- What is asked:
1. In the HyperLogLog article, reproduce the part that opens with the words containing "HyperLogLog: Cardinality Estimation" and closes with "accessed the server?", swapping "HashSet" for "hash table".
2. Translate this sentence from the HyperLogLog article into French: "Exact counting requires storing every unique element seen."

** Start Excerpted passage **

HyperLogLog: Cardinality Estimation at Scale

Imagine you need to count how many unique visitors visited your website today. You have 100 million visits. Storing every unique visitor ID in a HashSet would require gigabytes of memory. HyperLogLog can do it with 16 KB.

Why Cardinality Estimation?

Many business questions involve counting distinct elements:

  • How many unique users visited today? (UV)
  • How many distinct search queries were made?
  • How many unique IPs accessed the server?
  • How many distinct products were viewed?

Exact counting requires storing every unique element seen. For large-scale data, this is prohibitively expensive.

What Is HyperLogLog?

** End Excerpted passage **
** Start Data shown **

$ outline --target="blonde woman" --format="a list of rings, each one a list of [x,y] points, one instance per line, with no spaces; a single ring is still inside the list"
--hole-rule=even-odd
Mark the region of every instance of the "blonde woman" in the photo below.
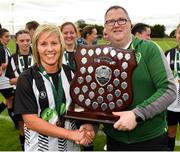
[[[89,124],[76,128],[64,113],[71,104],[71,70],[62,65],[63,37],[54,25],[40,25],[33,35],[35,66],[17,82],[15,113],[25,122],[25,151],[78,151],[78,144],[92,142]]]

** End Data shown **

- Solution set:
1.
HyperLogLog: Cardinality Estimation at Scale

Imagine you need to count how many unique visitors visited your website today. You have 100 million visits. Storing every unique visitor ID in a hash table would require gigabytes of memory. HyperLogLog can do it with 16 KB.

Why Cardinality Estimation?

Many business questions involve counting distinct elements:

  • How many unique users visited today? (UV)
  • How many distinct search queries were made?
  • How many unique IPs accessed the server?

2. Le comptage exact nécessite de stocker chaque élément unique observé.